— start —

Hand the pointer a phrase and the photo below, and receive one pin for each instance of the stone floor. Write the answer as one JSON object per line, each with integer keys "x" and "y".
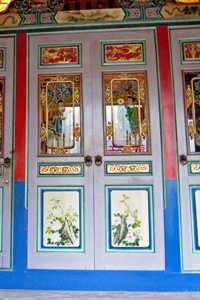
{"x": 61, "y": 295}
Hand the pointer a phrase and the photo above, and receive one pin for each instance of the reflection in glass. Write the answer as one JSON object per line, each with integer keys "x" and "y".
{"x": 126, "y": 113}
{"x": 60, "y": 115}
{"x": 191, "y": 81}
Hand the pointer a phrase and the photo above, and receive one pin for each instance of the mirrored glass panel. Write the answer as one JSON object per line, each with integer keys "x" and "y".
{"x": 191, "y": 82}
{"x": 126, "y": 113}
{"x": 60, "y": 115}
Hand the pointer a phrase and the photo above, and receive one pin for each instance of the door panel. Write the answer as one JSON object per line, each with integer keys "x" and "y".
{"x": 186, "y": 59}
{"x": 6, "y": 148}
{"x": 95, "y": 197}
{"x": 127, "y": 186}
{"x": 60, "y": 205}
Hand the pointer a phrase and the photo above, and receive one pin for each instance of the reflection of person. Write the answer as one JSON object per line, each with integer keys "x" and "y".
{"x": 130, "y": 110}
{"x": 59, "y": 120}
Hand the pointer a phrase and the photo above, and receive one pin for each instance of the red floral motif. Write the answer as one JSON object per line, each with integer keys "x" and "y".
{"x": 150, "y": 13}
{"x": 45, "y": 18}
{"x": 30, "y": 19}
{"x": 135, "y": 13}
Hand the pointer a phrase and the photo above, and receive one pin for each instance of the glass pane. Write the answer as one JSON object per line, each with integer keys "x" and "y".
{"x": 126, "y": 113}
{"x": 60, "y": 114}
{"x": 2, "y": 95}
{"x": 191, "y": 81}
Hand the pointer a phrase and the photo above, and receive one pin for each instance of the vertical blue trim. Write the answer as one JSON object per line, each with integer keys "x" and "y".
{"x": 172, "y": 232}
{"x": 20, "y": 228}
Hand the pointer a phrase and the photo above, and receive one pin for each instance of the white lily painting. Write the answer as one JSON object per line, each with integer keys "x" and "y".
{"x": 61, "y": 223}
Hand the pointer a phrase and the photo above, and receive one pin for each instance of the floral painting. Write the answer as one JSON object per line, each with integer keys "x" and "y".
{"x": 61, "y": 221}
{"x": 129, "y": 218}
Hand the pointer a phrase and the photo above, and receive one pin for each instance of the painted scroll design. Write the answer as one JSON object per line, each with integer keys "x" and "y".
{"x": 127, "y": 168}
{"x": 121, "y": 53}
{"x": 60, "y": 170}
{"x": 126, "y": 229}
{"x": 68, "y": 55}
{"x": 191, "y": 51}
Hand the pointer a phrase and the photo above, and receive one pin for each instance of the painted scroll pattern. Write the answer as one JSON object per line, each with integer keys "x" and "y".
{"x": 191, "y": 51}
{"x": 60, "y": 55}
{"x": 61, "y": 220}
{"x": 60, "y": 170}
{"x": 128, "y": 168}
{"x": 131, "y": 52}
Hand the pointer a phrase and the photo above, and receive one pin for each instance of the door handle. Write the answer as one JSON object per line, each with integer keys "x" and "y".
{"x": 98, "y": 160}
{"x": 7, "y": 162}
{"x": 183, "y": 159}
{"x": 88, "y": 160}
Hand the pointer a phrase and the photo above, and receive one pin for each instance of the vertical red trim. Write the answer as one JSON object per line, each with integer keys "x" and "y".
{"x": 167, "y": 103}
{"x": 20, "y": 107}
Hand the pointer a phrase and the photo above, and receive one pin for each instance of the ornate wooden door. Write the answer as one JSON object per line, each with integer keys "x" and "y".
{"x": 95, "y": 194}
{"x": 6, "y": 138}
{"x": 186, "y": 71}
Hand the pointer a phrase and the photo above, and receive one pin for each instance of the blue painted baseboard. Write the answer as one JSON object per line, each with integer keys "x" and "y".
{"x": 162, "y": 281}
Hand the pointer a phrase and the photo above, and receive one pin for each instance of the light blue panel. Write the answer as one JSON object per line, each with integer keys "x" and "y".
{"x": 195, "y": 215}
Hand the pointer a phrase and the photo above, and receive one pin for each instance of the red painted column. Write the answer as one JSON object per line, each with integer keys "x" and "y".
{"x": 20, "y": 107}
{"x": 167, "y": 103}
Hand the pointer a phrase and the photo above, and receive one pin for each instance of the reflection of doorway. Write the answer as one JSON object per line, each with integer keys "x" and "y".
{"x": 106, "y": 176}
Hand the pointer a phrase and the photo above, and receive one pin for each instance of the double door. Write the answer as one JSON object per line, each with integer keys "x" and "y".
{"x": 95, "y": 187}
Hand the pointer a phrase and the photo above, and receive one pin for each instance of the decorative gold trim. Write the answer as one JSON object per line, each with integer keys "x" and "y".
{"x": 43, "y": 97}
{"x": 59, "y": 150}
{"x": 144, "y": 129}
{"x": 108, "y": 95}
{"x": 189, "y": 96}
{"x": 127, "y": 149}
{"x": 142, "y": 94}
{"x": 59, "y": 170}
{"x": 195, "y": 168}
{"x": 191, "y": 130}
{"x": 127, "y": 168}
{"x": 77, "y": 132}
{"x": 109, "y": 130}
{"x": 43, "y": 132}
{"x": 4, "y": 4}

— end —

== Aim ==
Write out only what runs from the line holding "reflection of doorway." through the last line of the records, exactly as shown.

== Solution to this problem ==
Hand the pointer a phrase and the photo above, and receive one pin for each instance of the reflection of doorway. Write the answer as one JSON object per line, each with integer keys "x" and "y".
{"x": 106, "y": 176}
Hand the pointer a phrase and the photo above, and receive one pin for each instance of the double door. Write the answer as one JSON object per line, each with integer keys "x" and "y".
{"x": 95, "y": 187}
Hand the pointer a phrase and the photo above, and receive one pin for each instance of the decorative gold trim. Write the answer as one JSON object per line, each with integer keys "x" and "y".
{"x": 43, "y": 97}
{"x": 59, "y": 150}
{"x": 144, "y": 129}
{"x": 108, "y": 95}
{"x": 189, "y": 96}
{"x": 127, "y": 149}
{"x": 142, "y": 94}
{"x": 59, "y": 170}
{"x": 195, "y": 168}
{"x": 191, "y": 130}
{"x": 127, "y": 168}
{"x": 77, "y": 132}
{"x": 109, "y": 130}
{"x": 43, "y": 132}
{"x": 4, "y": 4}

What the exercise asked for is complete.